The Buddha’s monastic discipline (five books) for Bhikkhus and Bhikkhunis is an exemplary democratic system from which we can still learn. The exceptionally high moral standards of the Sangha and the unsurpassed administrative system the Buddha instituted were well thought out and futuristic. Lord Zetland, a former viceroy of India, writes, “And it may come as a surprise to many to learn that in the assemblies of the Buddhists in India, two thousand years and more ago, are to be found the rudiments of our own parliamentary practice of the present day.”
Before long, Maha Pajapati attained Arahanthship, as well as intuitive and analytical knowledge. Her retinue of Sakyan ladies too attained Arahanthship. Maha Pajapati was assigned the foremost place in seniority and experience.
In gratitude, Pajapati paid reverence to the Buddha and to her beloved sister, Maya, who had brought the Noble Baby into the world, as follows:
“Buddha, Hero, homage to you,
O best of all beings
Who released me and many other beings from pain.
All pain is known: craving as the cause is dried up;
The Noble Eightfold way has been developed,
Cessation has been attained by me.
Formerly I was mother, son, father, brother and grandmother;
Not having proper knowledge
I journeyed on (in samsara) without expiation.
I have indeed seen the Blessed One;
This is the last body.
Journeying on from rebirth to rebirth has been eliminated;
There is now no renewed existence (for me).
I see the disciples all together,
Putting forth energy, resolute, always with strong effort.
This is homage to the Buddhas.
Truly for the sake of many,
Maya bore Gotama.
She thrust away the mass of pain
Of those struck by sickness and death.”
— (Therigatha 157-162)
Maha Pajapati aspired to institute the Order of the Nuns at the time of the Padumuttara Buddha. She had observed the Buddha Padumuttara confer a similar title on another nun. Inspired by that nun, she had wanted to hold a similar position at the time of a future Buddha. With this in mind she had given alms to the Padumuttara Buddha and His retinue and made an aspiration. The Buddha, foreseeing that her aspiration would be fulfilled, had prophesied that she would, at the time of the Gotama Buddha, be foremost among the nuns in seniority and experience and would start the Order of the Nuns. From this point onwards, Maha Pajapati had performed meritorious deeds and strived with effort to practise the Dhamma.
The next documented birth story takes place at a time when there was no Supreme Buddha. Pajapati was born to a wealthy family and was attended on by 500 maidservants. She had observed five Pacceka Buddhas come to the city in search of shelter for the rainy season. Together with her maidservants, she had built five shelters for the Buddhas and furnished them. She had then invited the five Pacceka Buddhas, and together with her servants, had provided them with meals for the entire three months of the rainy season. At the end of the season, together with her maids, she had sewn the Kathina robes to be gifted to the Buddhas. At death Pajapati and her five hundred maids were reborn in a heavenly realm and enjoyed the pleasures of heavenly bliss for a long time.
Her next documented birth is as Maha Pajapati, foster mother and aunt to Prince Siddhattha. With determination and tireless effort she had practised the Dhamma over countless aeons to fulfil the aspiration made one hundred thousand world cycles ago.

[Collection entries]
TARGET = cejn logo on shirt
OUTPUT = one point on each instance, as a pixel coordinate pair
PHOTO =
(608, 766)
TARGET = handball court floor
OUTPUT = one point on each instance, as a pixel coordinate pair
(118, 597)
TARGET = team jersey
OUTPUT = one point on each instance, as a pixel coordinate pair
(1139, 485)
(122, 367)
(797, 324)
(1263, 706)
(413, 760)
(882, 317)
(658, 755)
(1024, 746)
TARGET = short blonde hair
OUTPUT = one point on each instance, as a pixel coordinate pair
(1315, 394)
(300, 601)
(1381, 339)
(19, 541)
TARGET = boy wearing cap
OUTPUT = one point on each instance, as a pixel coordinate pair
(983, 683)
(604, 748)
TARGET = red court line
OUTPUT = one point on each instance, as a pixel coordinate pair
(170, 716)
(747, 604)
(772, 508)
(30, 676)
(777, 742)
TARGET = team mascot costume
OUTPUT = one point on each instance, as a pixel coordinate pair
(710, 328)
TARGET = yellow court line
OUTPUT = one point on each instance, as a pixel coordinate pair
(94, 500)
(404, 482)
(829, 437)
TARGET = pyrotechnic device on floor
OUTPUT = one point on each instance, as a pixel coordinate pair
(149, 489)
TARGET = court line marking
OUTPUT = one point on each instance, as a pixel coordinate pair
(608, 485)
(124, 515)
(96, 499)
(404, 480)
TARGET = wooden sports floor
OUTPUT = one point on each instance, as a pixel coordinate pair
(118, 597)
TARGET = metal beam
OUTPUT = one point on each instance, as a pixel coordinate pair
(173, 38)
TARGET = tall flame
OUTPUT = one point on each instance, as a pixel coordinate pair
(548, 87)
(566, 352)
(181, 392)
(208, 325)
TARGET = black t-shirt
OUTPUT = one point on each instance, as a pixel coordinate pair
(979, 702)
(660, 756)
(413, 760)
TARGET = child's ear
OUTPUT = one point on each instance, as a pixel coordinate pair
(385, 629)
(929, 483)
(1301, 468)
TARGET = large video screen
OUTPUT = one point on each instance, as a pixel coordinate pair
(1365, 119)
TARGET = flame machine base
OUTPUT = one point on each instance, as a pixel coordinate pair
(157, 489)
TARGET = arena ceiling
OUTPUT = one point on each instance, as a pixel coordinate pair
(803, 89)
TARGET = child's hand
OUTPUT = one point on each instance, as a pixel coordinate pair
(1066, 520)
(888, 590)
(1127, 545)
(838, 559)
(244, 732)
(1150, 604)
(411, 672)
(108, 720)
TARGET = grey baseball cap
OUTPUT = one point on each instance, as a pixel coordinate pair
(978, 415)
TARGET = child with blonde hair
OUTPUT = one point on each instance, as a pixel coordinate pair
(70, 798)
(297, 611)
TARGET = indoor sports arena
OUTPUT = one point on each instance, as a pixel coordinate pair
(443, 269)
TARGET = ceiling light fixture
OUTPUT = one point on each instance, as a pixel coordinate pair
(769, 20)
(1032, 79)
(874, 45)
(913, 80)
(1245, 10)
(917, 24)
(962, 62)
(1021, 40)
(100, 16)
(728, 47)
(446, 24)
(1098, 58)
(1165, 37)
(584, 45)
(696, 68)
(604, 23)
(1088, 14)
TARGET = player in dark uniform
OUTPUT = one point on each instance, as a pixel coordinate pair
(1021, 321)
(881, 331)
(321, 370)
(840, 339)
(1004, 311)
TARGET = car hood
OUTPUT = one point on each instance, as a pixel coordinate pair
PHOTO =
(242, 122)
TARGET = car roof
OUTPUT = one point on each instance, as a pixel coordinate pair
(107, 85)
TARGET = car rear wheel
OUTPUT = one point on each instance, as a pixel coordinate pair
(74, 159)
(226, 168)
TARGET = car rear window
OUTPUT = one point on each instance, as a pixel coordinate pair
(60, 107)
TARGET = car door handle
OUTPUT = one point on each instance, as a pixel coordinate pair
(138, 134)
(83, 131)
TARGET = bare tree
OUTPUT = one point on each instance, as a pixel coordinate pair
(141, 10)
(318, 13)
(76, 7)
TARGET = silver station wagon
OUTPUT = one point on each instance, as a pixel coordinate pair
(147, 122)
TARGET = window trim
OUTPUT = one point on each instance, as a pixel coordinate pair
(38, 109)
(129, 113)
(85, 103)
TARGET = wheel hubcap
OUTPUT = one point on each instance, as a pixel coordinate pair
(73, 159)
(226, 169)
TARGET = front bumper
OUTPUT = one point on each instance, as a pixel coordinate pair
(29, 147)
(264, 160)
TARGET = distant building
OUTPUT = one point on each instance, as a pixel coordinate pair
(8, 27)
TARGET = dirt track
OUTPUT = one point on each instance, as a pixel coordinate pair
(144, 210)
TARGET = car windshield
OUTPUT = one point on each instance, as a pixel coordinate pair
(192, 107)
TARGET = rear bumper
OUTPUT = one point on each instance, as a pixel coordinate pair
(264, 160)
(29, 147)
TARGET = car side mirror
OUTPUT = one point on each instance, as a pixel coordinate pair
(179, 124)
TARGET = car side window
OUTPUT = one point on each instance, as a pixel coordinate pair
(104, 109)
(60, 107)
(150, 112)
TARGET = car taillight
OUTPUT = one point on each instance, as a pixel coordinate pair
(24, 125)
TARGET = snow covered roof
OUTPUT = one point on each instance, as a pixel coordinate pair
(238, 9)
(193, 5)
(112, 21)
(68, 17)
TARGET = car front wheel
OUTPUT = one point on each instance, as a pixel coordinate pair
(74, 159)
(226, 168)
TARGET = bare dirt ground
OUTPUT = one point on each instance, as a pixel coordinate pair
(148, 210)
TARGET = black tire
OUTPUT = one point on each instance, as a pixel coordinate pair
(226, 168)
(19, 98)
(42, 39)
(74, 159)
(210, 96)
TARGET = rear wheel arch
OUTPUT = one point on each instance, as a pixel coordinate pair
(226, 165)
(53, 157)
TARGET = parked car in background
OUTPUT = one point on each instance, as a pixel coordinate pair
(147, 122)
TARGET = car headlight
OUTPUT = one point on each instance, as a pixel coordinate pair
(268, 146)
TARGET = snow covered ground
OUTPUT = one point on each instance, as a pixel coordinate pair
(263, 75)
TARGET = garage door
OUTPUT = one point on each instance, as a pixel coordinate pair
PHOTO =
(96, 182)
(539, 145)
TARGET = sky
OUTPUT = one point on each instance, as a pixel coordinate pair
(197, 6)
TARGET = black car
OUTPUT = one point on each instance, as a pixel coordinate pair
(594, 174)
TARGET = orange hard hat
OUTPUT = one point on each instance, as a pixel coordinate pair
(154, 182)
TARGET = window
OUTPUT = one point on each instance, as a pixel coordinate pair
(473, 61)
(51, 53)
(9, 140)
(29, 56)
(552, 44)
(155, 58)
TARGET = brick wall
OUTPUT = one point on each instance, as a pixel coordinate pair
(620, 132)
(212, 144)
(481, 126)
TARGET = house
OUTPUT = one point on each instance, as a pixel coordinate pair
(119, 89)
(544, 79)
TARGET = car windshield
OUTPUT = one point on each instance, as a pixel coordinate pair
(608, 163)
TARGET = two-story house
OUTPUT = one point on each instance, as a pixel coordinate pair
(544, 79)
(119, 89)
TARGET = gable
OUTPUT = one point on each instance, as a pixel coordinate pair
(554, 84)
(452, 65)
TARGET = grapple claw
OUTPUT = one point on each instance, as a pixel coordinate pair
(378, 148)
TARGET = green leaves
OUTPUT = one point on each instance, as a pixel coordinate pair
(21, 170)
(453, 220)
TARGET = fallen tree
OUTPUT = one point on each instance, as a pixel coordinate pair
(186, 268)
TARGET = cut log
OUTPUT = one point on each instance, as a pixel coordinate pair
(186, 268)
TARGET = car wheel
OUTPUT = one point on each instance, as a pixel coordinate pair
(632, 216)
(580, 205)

### TASK LIST
A) Based on the passage about Maha Pajapati, does each statement agree with it? Answer yes or no for each and quote the words that decide it.
(i) The Sakyan ladies who accompanied Maha Pajapati also attained Arahanthship.
(ii) Pajapati and her maidservants built three shelters for the Pacceka Buddhas.
(iii) Lord Zetland once served as viceroy of India.
B) Write the next part of the passage about Maha Pajapati, picking up after its final sentence.

### ANSWER SET
A)
(i) Yes: "Her retinue of Sakyan ladies too attained Arahanthship."
(ii) No: "she had built five shelters for the Buddhas and furnished them."
(iii) Yes: "Lord Zetland, a former viceroy of India, writes"

B)
The Licchavi Kings of Vesali built a large nunnery for Maha Pajapati and her retinue of five hundred Sakyan princesses. Pajapati was a role model for all the nuns but specifically so to other ladies of noble birth. She encouraged and helped them to adjust to the solitary austere life of a nun. She also assisted in the teaching and administration of novice nuns. As she approached her 120th year, Maha Pajapati realized that she had not long to live. It was time for her to pay homage for the last time to the Buddha, who had taught her the nectar of the Dhamma and helped her attain Nibbana. Approaching the Buddha she said:
“O Lord! I brought up your physical body but
You brought up my spiritual body.
I fed you with breast-milk but
You fed me with the milk of the Dhamma,
To destroy suffering and Samsara.
It is a rare opportunity to see a Buddha.
I would like to view and pay homage
to your lotus-like feet.
Please stretch forward your feet.”
The Buddha with compassion stretched out His feet, which resembled the pink lotus flower. Falling at His feet and revering the Great Markings that signified an Enlightened Being, Pajapati worshipped Him and begged forgiveness for any shortcomings she may have had. Then she requested permission to pass away.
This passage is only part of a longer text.